» About this task
Retype each record shown below, leaving every character as it is.

» Extracted records
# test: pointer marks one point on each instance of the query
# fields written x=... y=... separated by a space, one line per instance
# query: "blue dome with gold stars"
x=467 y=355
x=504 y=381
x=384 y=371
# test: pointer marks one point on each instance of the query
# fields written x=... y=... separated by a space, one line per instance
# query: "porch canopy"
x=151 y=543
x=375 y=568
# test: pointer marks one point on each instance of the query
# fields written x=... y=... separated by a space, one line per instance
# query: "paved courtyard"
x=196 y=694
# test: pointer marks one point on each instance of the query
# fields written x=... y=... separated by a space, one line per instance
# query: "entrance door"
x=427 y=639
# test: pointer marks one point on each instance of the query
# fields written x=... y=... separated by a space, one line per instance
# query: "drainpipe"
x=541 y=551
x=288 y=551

» Result for this task
# test: pointer marks one point on each instance of the query
# fields written x=... y=... separated by a space, one line per instance
# query: "blue dome with gold stars"
x=467 y=355
x=504 y=381
x=384 y=371
# test: pointer marks one point on each instance of the query
# fields written x=... y=... separated by a space, one line per instance
# query: "porch canopy"
x=151 y=543
x=375 y=568
# test: pointer marks one point on each instance of the query
# fields written x=... y=... separated by a space, one line per instance
# query: "paved courtyard"
x=196 y=694
# test: pointer marks one point on each instance of the query
# fields written x=... y=... separated by a space, one line per instance
# query: "entrance door"
x=427 y=639
# test: pointer marks one point on each instance of the query
# fields written x=... y=... separated by a space, one line per instance
# query: "drainpipe"
x=541 y=551
x=288 y=551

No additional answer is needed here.